(Coordinate labeling data)
★ ★ ★ ★ ★ ★ ★
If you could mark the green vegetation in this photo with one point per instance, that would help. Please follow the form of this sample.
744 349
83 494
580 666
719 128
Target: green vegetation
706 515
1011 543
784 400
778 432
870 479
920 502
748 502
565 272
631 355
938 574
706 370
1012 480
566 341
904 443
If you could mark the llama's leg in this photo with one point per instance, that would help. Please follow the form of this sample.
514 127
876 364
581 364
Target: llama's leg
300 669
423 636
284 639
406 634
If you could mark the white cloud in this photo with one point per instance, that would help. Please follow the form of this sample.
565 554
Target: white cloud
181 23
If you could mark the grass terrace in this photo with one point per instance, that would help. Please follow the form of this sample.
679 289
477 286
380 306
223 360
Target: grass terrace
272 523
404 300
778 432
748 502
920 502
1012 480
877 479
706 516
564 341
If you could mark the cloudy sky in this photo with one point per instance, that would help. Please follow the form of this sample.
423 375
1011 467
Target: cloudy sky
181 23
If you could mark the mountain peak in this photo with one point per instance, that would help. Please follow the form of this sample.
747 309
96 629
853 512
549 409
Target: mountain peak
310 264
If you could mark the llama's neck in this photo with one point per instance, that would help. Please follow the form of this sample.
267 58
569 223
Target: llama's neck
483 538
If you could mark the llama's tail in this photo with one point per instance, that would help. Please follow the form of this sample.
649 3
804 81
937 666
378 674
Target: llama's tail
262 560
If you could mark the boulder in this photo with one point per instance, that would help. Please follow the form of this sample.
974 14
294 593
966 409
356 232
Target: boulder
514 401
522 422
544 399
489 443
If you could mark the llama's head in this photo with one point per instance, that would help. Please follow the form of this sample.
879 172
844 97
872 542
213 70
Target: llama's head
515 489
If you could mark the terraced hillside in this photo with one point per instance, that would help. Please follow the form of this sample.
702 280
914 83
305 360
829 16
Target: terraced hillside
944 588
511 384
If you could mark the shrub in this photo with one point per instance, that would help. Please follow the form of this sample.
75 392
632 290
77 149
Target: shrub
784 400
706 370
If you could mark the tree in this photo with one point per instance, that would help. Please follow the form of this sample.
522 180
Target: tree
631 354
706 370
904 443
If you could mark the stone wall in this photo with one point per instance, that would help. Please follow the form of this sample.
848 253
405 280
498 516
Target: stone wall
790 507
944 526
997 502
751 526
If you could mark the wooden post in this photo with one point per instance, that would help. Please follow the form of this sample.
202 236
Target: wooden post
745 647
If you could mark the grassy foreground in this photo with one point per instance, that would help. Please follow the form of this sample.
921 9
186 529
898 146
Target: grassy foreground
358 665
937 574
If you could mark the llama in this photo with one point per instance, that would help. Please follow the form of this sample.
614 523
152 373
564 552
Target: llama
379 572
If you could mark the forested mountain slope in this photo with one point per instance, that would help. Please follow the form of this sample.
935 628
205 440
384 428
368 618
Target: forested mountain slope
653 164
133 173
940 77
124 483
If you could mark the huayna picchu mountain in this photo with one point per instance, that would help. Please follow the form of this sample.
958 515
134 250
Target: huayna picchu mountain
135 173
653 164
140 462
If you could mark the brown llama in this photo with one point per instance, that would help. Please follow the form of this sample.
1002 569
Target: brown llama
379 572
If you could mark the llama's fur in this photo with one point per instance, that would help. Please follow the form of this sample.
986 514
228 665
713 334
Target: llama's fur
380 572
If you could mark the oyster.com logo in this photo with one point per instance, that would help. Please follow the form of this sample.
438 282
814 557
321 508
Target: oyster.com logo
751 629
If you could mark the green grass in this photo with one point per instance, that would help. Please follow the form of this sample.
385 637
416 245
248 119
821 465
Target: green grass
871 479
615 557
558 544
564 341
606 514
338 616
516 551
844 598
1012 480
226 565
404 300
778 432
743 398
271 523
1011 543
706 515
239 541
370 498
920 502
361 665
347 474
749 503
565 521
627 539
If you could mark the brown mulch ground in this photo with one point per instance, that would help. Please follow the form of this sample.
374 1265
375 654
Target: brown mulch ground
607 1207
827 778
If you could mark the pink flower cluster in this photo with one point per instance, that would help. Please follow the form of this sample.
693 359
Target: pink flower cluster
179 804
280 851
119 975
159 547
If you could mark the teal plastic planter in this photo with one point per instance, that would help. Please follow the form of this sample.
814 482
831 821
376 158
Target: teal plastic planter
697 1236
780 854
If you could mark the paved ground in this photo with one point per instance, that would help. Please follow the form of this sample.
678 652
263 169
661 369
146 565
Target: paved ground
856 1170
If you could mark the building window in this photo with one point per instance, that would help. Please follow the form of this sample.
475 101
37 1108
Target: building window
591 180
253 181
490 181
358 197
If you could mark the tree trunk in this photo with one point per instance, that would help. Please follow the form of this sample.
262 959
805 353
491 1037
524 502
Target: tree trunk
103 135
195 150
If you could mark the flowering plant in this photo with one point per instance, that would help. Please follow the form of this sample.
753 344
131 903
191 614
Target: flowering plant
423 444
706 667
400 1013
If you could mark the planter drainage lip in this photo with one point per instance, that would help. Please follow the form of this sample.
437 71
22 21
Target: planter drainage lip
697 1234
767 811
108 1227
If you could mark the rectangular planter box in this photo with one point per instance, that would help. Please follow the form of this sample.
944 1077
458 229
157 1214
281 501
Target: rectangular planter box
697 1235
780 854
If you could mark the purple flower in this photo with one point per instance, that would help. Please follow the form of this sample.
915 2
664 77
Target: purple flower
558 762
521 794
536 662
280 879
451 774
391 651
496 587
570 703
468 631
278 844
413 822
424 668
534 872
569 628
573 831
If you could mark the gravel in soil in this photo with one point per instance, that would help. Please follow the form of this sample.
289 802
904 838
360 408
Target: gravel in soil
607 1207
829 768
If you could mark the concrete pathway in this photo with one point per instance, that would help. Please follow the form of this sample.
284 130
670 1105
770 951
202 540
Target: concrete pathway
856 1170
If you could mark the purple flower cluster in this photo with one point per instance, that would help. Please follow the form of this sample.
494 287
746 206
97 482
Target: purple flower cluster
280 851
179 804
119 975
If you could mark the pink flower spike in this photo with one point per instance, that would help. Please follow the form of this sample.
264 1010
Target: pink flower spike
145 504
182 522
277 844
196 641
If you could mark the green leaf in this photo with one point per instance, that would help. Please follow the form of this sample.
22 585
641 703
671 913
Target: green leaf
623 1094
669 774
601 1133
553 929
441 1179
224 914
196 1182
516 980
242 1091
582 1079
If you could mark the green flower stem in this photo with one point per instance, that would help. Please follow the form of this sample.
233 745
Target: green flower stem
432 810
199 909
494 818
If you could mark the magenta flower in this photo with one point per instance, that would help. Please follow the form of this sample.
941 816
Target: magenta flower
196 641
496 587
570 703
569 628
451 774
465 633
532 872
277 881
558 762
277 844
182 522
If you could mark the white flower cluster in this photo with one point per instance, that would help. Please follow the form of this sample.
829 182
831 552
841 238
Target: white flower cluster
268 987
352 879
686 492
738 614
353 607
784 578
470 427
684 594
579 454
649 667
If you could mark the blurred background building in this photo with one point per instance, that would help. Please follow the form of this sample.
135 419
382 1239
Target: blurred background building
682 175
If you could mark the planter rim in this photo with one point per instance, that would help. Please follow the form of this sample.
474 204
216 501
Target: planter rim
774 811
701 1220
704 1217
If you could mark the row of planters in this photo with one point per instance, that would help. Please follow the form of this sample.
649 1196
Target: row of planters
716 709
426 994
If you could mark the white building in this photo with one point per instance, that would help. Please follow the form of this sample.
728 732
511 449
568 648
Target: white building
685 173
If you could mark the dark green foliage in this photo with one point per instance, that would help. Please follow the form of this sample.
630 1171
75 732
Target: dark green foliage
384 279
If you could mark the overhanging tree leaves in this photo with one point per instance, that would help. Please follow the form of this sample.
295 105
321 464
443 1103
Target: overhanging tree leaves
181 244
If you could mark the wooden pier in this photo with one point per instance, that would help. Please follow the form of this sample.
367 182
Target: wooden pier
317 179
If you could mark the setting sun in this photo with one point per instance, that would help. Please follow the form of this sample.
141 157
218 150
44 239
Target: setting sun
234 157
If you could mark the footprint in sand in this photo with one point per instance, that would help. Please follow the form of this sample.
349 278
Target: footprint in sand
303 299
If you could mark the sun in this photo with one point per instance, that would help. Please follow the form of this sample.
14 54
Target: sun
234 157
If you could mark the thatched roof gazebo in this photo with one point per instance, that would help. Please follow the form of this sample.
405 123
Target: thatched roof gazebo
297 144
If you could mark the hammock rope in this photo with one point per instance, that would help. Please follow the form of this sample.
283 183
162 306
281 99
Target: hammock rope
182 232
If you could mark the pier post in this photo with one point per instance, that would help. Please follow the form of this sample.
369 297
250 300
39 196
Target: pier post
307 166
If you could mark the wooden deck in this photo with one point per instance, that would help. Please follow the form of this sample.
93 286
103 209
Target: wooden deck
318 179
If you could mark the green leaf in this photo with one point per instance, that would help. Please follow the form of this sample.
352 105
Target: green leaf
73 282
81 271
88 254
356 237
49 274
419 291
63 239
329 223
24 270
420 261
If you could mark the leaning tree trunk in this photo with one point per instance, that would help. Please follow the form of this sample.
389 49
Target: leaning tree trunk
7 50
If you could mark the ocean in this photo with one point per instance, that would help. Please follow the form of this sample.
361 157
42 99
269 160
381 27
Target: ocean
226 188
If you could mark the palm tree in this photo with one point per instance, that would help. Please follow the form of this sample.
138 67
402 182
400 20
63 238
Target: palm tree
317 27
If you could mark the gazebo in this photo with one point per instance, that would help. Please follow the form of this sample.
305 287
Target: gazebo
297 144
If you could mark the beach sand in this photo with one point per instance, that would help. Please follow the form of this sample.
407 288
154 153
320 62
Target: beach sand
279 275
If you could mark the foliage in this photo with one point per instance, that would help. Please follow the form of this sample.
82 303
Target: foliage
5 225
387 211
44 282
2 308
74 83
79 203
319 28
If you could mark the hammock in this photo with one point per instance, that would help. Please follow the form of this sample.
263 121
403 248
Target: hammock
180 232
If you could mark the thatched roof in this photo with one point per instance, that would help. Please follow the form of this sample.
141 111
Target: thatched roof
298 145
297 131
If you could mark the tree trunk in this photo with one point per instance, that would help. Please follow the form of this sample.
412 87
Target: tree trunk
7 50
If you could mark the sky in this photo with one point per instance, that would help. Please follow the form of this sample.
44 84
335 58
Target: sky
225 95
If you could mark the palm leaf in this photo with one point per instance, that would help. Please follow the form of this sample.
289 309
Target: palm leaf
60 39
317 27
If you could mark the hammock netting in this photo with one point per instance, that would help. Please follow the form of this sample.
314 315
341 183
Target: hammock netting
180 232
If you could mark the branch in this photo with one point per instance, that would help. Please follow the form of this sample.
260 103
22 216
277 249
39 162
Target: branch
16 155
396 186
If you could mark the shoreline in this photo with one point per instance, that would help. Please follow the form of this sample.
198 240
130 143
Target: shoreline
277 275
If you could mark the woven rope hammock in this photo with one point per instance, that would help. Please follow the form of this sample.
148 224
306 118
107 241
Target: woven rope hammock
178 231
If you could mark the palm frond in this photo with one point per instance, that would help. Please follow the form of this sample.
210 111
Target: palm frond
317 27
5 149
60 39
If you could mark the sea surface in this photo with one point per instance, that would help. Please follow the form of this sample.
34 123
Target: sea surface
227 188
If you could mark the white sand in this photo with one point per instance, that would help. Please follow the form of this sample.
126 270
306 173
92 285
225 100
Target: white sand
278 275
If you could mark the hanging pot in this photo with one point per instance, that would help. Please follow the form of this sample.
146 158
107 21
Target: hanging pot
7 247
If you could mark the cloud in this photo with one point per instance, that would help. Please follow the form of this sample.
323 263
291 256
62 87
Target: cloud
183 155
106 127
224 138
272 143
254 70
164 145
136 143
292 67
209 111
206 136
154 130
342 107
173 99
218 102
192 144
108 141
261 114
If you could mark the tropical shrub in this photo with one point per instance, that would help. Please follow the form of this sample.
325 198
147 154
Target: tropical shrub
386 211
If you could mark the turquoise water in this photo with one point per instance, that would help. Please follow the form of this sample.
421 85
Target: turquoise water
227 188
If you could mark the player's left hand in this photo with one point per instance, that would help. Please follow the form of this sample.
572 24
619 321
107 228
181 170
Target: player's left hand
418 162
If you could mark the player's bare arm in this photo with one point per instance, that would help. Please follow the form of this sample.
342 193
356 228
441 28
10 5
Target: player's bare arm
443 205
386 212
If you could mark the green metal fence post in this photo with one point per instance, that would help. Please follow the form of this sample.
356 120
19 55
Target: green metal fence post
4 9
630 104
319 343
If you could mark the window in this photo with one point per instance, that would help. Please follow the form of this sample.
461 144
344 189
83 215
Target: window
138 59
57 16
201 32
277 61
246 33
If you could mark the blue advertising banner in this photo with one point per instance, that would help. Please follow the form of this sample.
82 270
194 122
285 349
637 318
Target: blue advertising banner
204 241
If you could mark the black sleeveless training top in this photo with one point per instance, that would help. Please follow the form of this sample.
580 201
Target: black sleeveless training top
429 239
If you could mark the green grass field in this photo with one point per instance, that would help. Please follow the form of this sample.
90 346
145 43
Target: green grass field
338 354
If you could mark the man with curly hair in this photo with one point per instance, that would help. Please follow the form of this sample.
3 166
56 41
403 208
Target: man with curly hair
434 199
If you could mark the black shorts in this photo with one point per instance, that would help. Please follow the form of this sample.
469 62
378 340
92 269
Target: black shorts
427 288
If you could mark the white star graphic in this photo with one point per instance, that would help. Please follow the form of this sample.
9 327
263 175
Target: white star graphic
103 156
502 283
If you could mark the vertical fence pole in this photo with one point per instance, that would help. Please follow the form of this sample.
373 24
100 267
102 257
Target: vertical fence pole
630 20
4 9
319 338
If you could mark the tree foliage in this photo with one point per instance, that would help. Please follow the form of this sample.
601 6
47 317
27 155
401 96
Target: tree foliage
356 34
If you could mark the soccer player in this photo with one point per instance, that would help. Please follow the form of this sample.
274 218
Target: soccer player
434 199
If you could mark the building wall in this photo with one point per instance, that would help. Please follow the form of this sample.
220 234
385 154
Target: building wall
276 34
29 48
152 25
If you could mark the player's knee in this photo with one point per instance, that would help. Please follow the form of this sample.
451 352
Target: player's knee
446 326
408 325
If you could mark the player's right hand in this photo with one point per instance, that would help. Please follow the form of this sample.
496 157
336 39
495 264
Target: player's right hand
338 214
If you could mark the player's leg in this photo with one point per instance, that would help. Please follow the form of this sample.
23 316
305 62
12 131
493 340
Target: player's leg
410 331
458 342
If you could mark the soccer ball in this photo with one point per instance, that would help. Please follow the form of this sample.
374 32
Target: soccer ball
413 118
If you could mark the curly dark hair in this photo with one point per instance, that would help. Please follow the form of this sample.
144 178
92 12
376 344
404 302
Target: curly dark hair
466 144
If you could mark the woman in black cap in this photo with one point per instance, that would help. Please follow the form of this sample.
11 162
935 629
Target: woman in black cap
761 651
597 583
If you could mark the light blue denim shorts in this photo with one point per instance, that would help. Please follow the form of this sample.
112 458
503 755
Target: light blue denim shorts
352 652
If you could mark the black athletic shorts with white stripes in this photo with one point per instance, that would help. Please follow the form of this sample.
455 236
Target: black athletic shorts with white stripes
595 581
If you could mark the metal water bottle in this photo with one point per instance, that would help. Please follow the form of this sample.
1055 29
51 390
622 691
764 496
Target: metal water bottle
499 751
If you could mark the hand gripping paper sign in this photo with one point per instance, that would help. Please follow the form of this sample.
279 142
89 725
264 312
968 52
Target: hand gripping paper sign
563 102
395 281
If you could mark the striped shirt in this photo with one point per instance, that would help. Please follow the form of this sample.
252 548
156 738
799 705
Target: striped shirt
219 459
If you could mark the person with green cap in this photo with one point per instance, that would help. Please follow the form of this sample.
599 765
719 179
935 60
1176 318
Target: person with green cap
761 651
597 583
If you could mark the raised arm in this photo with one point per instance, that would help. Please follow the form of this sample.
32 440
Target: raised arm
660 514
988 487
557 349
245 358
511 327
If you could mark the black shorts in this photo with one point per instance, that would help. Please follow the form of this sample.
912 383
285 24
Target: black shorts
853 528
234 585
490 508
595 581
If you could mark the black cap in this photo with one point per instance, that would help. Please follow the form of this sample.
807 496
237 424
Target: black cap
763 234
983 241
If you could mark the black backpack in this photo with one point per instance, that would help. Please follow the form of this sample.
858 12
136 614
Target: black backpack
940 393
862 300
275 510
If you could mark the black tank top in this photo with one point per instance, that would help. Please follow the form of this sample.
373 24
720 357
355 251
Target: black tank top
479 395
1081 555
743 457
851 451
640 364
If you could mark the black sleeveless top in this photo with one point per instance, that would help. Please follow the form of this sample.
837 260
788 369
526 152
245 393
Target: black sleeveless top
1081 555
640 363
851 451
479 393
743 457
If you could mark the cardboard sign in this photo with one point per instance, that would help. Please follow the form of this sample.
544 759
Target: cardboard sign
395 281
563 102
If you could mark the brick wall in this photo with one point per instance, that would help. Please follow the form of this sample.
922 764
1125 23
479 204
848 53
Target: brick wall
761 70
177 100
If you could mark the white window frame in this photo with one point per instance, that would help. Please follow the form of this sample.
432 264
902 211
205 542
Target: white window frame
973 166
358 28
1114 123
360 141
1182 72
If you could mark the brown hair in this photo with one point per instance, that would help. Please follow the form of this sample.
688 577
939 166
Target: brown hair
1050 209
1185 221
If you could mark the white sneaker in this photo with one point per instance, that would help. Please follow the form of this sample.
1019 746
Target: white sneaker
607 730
★ ★ ★ ★ ★ ★ ★
Repeat only the stretch of lines that opens with the line containing "If you could mark the black backpack" and closes with the final line of the entries, both included, exactly as written.

**Written reply**
If you could mark the black backpack in this photo with one point per instance, that would help. Please follow the form of this sample.
858 12
136 614
Target: black backpack
940 393
862 300
275 510
If you could mark the black tank top in this photo with one point per instance, that would help. Please follow the form of this sample.
373 24
720 357
355 251
Target: black tank top
479 395
1081 555
743 457
851 451
640 364
If you could mark the black sleeveless top in this photo with one point per instance, that would help. Please follow the form of this sample.
837 260
788 369
526 152
245 393
Target: black sleeveless top
1081 555
640 363
851 451
479 393
743 457
If you could mark the cardboard sign in this photo with one point per instance, that would help. Please follow the form of this sample.
544 759
Target: cardboard sign
395 281
563 102
If you could mark the brick wall in this photo with one point per instance, that would help. Please follow the form of this sample.
922 764
1125 23
479 204
848 53
Target: brick wall
761 70
177 100
If you could mark the white window frame in this photo with one point per instance, that would help. Please follow the form of this sample.
432 264
902 211
205 542
Target: white window frame
973 166
358 28
1114 123
360 141
1182 72
If you could mark the brown hair in this photo with one point per instance, that would help. Please follow the form of this sample.
688 577
939 166
Target: brown hair
1050 209
1185 221
If you could mark the white sneaker in this photo with one point per instance, that would help. Please follow the form of this sample.
1019 746
Target: white sneaker
607 730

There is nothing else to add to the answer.